# Vorliegender Textauszug

_ _ _

Muss man als junger Produzent wissen, was Carl Craig einst gemacht hat?

Aber man versteht sehr gut, worauf er hinauswill. Auf die alte Diskussion, ob zu viel referentielles Wissen die eigene Kreativität fördert oder doch eher behindert. Dabei ist er sich sicher, dass es für ihn selbst und seine Art Musik zu produzieren, „bestimmt gut ist, zu wissen, wo Dub oder Jazz herkommen“.

Der Gedächtnisverlust, den Betke bei seiner Mutter am Ende ihres Lebens beobachten musste, wird bei „Fading“ zur Metapher, auch was die eigene künstlerische Arbeitsweise betrifft. „Bei der Demenz bleiben am Ende Fragmente der Erinnerung übrig“, sagt er. Auch er arbeite als Produzent so, dass er erst viele Schichten in seinen Tracks anhäufe, dann aber ein Prozess des Weglassens beginne, viele dieser Schichten wieder gelöscht werden. Bei der Demenz wiederhole man sich außerdem ständig, führt er weiter aus. Seine Mutter habe beispielsweise irgendwann für alles und jeden das Wort „Tölpel“ verwendet – so heißt nun auch ein Track auf „Fading“ – der Demenzkranke loopt also immer wieder bestimmte Begriffe. Und der Loop ist auch eine der bestimmenden Produktionstechniken in der elektronischen Musik.

Der Prozess des Vergessens ist also wichtig bei der Entstehung von Betkes Musik. Würde er sagen, die Fähigkeit vergessen zu können, würde einem auch bei der Verarbeitung dieses schrecklichen Coronajahres helfen? Nein, da ist er anderer Meinung. „Wir wollen einen Krieg ja auch nicht vergessen“, sagt er, „wir müssen lernen aus der Coronakrise.“ Sonst, so glaubt er, werde nach dieser wieder für 50 Euro nach Malle geflogen, als sei nichts gewesen.

_ _ _

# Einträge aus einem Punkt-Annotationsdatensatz

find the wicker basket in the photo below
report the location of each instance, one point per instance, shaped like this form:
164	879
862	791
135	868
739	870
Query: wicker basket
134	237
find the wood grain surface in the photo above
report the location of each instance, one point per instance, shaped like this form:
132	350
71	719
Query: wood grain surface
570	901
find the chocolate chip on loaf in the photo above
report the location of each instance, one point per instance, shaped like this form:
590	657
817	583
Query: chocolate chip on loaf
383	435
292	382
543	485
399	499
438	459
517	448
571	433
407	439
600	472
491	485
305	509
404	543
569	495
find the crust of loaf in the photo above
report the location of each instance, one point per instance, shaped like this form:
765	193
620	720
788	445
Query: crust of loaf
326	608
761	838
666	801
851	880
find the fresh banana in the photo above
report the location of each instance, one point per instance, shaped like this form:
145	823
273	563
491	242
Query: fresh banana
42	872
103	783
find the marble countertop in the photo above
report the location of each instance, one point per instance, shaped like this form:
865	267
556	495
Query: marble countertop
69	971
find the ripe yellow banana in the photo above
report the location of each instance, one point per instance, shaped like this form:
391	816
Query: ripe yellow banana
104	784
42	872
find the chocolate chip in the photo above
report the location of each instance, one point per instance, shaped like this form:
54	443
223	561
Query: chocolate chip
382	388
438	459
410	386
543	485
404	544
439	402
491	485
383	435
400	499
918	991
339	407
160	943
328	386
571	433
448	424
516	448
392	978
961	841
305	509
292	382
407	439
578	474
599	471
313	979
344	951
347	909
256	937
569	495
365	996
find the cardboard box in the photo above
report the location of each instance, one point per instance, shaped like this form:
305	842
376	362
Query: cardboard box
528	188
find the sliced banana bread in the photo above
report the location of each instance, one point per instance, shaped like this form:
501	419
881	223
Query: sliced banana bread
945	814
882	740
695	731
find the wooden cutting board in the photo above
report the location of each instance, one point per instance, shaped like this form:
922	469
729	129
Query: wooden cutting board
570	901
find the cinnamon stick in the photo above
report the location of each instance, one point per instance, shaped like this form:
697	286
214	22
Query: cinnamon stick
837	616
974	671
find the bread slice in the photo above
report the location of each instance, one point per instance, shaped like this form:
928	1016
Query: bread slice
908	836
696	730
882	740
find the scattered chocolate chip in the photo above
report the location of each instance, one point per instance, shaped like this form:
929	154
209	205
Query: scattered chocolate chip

_ _ _

# Zu erledigen
1. Gib aus dem Textauszug wortgetreu die Stelle zwischen „Der Prozess des“ und „sei nichts gewesen.“ zurück, beide eingeschlossen.
2. Beantworte anhand des Textauszugs:
(a) Wovon ist es laut Betke für ihn bestimmt gut zu wissen, wo sie herkommen?
(b) Welches Wort verwendete Betkes Mutter irgendwann für alles und jeden?
(c) Für wie viel Euro würde nach Betkes Ansicht sonst wieder nach Malle geflogen?

# Lösungen der Aufgaben
1.
Der Prozess des Vergessens ist also wichtig bei der Entstehung von Betkes Musik. Würde er sagen, die Fähigkeit vergessen zu können, würde einem auch bei der Verarbeitung dieses schrecklichen Coronajahres helfen? Nein, da ist er anderer Meinung. „Wir wollen einen Krieg ja auch nicht vergessen“, sagt er, „wir müssen lernen aus der Coronakrise.“ Sonst, so glaubt er, werde nach dieser wieder für 50 Euro nach Malle geflogen, als sei nichts gewesen.

2.
(a) Dub oder Jazz
(b) „Tölpel“
(c) Für 50 Euro